╭──

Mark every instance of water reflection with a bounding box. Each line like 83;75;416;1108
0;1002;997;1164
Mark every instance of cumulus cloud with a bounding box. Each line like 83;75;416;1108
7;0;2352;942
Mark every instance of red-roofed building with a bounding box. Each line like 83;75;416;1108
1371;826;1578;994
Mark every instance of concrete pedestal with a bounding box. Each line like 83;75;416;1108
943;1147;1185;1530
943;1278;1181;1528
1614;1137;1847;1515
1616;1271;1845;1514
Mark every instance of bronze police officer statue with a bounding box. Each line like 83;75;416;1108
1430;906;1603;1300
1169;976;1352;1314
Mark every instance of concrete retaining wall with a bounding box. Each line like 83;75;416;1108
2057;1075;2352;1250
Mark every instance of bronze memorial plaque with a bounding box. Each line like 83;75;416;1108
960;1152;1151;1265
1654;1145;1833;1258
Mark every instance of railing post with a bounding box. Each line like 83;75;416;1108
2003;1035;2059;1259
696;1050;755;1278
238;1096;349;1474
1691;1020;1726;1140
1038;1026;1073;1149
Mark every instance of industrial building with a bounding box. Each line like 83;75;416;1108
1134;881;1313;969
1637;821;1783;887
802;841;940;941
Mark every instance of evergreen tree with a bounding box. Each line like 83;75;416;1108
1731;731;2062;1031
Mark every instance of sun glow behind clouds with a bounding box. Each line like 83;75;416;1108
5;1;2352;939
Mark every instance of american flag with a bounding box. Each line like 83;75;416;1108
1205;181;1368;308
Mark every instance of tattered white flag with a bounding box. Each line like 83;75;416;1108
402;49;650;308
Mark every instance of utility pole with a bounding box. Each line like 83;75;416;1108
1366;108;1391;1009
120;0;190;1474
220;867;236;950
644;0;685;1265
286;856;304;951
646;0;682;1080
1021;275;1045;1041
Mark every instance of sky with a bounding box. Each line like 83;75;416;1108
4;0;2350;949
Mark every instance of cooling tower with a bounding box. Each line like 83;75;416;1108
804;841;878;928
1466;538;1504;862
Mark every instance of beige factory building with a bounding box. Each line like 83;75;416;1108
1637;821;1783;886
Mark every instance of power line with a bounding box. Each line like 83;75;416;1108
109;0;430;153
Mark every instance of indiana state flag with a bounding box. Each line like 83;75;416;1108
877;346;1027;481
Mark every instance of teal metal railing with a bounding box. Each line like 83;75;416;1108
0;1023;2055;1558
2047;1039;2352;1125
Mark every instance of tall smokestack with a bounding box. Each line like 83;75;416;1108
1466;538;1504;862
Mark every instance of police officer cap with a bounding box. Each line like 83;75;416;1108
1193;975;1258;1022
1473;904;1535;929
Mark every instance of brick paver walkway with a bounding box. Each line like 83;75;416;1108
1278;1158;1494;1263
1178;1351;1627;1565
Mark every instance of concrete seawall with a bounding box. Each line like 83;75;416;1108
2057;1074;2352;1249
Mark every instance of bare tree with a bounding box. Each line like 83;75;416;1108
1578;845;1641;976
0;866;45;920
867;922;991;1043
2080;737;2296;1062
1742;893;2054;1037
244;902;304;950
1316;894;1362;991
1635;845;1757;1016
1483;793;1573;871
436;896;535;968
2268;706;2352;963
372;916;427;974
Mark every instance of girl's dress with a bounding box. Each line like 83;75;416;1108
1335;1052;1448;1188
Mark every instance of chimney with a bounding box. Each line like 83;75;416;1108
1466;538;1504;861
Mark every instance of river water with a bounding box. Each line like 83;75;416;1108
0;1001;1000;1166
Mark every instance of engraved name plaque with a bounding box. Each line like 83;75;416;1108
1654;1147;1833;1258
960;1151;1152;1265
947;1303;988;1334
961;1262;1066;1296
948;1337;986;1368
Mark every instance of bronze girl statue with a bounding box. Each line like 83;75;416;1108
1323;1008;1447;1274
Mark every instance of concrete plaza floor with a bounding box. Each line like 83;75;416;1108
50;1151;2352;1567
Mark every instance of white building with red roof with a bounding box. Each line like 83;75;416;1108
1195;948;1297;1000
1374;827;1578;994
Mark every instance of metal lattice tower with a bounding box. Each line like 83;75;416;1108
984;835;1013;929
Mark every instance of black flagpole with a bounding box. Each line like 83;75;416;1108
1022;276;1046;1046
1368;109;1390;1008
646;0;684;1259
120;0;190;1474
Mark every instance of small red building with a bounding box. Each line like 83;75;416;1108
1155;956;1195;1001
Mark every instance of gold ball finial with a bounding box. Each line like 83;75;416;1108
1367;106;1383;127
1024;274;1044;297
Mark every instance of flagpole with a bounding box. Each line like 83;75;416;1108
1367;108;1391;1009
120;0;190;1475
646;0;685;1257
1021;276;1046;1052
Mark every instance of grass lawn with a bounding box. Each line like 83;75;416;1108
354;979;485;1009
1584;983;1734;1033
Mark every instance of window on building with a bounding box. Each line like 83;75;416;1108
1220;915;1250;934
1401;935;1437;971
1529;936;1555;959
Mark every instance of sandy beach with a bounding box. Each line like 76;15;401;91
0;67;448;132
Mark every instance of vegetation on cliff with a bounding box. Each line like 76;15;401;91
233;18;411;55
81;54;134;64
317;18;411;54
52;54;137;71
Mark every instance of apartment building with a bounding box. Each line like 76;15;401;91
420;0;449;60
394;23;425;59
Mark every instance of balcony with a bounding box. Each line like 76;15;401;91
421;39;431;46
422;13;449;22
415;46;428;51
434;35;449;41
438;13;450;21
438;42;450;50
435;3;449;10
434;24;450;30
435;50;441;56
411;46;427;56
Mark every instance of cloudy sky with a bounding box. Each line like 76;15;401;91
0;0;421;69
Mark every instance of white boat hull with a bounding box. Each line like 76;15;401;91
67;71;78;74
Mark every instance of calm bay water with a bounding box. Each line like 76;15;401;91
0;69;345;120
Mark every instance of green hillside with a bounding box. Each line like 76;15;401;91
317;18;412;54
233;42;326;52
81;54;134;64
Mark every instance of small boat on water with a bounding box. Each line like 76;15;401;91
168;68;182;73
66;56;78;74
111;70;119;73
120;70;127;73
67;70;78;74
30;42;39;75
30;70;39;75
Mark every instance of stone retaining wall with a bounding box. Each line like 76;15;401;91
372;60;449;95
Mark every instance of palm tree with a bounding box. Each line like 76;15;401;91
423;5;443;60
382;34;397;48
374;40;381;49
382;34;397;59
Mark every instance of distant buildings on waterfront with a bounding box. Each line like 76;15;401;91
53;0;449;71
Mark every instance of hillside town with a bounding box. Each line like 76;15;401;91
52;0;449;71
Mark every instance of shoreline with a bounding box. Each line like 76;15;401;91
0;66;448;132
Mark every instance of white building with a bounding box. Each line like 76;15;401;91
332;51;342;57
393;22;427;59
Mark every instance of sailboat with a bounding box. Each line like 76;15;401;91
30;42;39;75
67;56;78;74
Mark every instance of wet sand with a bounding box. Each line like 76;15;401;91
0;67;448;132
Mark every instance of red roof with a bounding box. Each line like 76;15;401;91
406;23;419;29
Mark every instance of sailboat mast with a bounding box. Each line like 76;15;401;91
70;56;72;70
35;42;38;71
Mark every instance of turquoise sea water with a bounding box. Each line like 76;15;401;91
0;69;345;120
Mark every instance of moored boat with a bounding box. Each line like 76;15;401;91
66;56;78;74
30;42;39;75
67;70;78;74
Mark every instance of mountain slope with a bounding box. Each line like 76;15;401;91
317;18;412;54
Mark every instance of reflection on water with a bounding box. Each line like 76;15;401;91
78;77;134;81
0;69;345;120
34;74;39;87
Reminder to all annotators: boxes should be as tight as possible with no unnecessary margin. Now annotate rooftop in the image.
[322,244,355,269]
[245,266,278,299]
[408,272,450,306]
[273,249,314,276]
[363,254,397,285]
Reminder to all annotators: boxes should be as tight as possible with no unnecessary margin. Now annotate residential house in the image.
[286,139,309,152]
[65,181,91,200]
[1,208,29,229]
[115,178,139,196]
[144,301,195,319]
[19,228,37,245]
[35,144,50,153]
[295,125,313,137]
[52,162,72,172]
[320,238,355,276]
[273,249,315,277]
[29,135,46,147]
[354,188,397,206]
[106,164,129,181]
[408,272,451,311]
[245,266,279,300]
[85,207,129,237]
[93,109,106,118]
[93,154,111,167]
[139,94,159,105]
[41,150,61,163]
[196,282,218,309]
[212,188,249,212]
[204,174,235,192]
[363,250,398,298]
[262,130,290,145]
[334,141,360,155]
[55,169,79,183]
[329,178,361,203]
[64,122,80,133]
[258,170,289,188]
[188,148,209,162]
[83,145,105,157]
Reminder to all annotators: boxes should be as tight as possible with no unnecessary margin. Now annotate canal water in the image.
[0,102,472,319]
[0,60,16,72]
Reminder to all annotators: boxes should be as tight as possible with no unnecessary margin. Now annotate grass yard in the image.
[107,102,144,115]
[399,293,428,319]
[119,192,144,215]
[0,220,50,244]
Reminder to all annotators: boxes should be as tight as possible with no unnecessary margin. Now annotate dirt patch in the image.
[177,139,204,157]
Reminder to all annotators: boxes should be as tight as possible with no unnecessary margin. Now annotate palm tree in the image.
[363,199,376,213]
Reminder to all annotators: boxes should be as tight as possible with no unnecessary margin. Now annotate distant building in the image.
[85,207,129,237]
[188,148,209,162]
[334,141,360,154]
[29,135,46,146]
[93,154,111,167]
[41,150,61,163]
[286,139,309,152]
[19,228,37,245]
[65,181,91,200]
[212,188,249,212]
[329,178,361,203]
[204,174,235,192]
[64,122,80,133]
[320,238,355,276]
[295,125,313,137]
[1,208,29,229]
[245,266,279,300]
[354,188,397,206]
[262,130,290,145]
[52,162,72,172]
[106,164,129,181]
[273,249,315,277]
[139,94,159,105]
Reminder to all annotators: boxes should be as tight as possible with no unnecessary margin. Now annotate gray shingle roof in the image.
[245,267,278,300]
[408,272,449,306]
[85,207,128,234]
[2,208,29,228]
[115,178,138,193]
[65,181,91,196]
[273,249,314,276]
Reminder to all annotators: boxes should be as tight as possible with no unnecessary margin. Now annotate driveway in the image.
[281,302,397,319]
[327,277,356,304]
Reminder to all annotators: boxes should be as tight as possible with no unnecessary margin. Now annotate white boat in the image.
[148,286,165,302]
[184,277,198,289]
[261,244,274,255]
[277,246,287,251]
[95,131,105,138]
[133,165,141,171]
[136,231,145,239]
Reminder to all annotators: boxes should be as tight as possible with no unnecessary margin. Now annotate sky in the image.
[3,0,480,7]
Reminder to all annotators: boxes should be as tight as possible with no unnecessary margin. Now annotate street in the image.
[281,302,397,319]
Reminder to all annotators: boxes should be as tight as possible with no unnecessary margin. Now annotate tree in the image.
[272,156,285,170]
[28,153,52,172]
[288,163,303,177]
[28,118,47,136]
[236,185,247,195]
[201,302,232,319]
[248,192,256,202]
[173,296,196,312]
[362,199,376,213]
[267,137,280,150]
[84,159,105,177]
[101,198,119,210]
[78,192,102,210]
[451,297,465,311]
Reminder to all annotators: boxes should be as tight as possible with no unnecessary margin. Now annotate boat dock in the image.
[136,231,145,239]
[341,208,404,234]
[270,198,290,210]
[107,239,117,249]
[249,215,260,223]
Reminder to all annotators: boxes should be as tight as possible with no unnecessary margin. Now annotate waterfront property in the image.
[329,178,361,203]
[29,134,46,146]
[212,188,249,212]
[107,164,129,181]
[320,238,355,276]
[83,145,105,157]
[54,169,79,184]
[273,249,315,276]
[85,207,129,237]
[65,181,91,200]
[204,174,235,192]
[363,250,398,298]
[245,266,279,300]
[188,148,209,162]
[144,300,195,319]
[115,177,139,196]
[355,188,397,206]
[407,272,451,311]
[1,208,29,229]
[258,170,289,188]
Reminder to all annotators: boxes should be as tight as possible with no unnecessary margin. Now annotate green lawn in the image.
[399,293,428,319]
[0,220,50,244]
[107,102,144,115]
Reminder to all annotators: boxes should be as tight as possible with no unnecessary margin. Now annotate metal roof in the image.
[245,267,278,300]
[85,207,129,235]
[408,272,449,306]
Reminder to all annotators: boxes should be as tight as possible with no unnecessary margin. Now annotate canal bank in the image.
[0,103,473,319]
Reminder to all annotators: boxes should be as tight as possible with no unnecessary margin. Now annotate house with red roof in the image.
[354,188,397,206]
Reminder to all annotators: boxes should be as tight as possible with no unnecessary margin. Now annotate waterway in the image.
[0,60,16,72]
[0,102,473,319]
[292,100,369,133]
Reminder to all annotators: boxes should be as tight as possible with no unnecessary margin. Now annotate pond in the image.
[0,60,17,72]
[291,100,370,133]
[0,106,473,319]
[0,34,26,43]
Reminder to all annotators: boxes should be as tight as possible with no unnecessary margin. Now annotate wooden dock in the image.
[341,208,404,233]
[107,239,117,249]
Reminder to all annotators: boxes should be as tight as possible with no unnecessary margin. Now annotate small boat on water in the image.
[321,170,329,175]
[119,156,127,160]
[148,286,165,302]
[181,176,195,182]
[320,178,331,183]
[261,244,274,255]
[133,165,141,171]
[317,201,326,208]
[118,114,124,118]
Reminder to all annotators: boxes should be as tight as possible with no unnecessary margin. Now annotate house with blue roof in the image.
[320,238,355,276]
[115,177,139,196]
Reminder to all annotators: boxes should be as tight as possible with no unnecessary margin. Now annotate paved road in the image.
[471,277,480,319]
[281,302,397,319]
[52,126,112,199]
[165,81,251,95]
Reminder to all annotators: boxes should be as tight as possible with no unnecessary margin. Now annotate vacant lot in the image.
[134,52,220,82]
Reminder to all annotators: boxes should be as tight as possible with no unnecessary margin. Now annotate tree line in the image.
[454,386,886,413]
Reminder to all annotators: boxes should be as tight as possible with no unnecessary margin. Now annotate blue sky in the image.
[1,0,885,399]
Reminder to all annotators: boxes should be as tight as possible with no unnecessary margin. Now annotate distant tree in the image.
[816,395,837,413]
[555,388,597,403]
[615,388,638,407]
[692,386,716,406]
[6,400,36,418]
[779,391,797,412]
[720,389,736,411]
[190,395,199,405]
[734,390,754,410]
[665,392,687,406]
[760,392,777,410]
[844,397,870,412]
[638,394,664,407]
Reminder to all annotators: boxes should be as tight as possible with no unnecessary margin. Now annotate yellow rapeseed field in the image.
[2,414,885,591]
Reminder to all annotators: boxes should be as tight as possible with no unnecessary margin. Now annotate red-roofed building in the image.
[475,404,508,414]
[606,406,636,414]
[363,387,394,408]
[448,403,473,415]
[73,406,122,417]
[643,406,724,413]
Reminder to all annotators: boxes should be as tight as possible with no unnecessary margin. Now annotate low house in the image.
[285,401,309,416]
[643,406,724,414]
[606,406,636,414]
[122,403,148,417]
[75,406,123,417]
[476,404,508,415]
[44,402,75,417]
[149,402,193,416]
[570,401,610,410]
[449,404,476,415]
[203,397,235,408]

╰──

(Description of the task)
Everything from the line with "road in the image." to the last line of the entries above is to be retyped exactly. Include both ends.

(Result for this exercise)
Reminder to all annotators: boxes should be as tight as possible with no unnecessary margin. Now annotate paved road in the image.
[471,277,480,319]
[281,302,397,319]
[52,126,112,199]
[165,81,251,95]
Reminder to all annotators: boxes should be as tight as possible with no unnecessary margin. Now annotate vacant lot in the image.
[134,52,220,82]
Reminder to all annotators: boxes should be as tight as possible with no unnecessary margin. Now annotate tree line in the image.
[454,386,886,413]
Reminder to all annotators: boxes should be as tight as possible with no unnecessary margin. Now annotate blue sky in the image.
[1,0,885,399]
Reminder to all annotators: boxes should be as tight as possible with no unnecessary margin. Now annotate distant tree in the image.
[816,395,837,413]
[555,388,597,403]
[615,388,638,407]
[692,386,716,406]
[6,400,36,418]
[779,391,797,412]
[720,389,736,411]
[190,395,199,405]
[734,390,754,410]
[665,392,687,406]
[760,392,777,410]
[844,397,870,412]
[638,394,664,407]
Reminder to all annotators: boxes should be as tight as possible with no unnecessary margin. Now annotate yellow rapeseed field in the image.
[2,414,885,591]
Reminder to all annotators: boxes should be as tight as possible with no unnecessary margin. Now annotate red-roofed building in the image.
[475,404,508,414]
[606,406,636,414]
[363,387,394,408]
[448,403,473,415]
[73,406,122,417]
[643,406,724,413]
Reminder to all annotators: boxes should be as tight as possible with no unnecessary margin. Now annotate low house in the image.
[285,401,309,416]
[643,406,724,414]
[606,406,636,414]
[122,403,148,417]
[75,406,123,417]
[476,404,508,415]
[44,402,75,417]
[149,402,193,416]
[570,401,610,410]
[449,404,476,415]
[203,397,235,408]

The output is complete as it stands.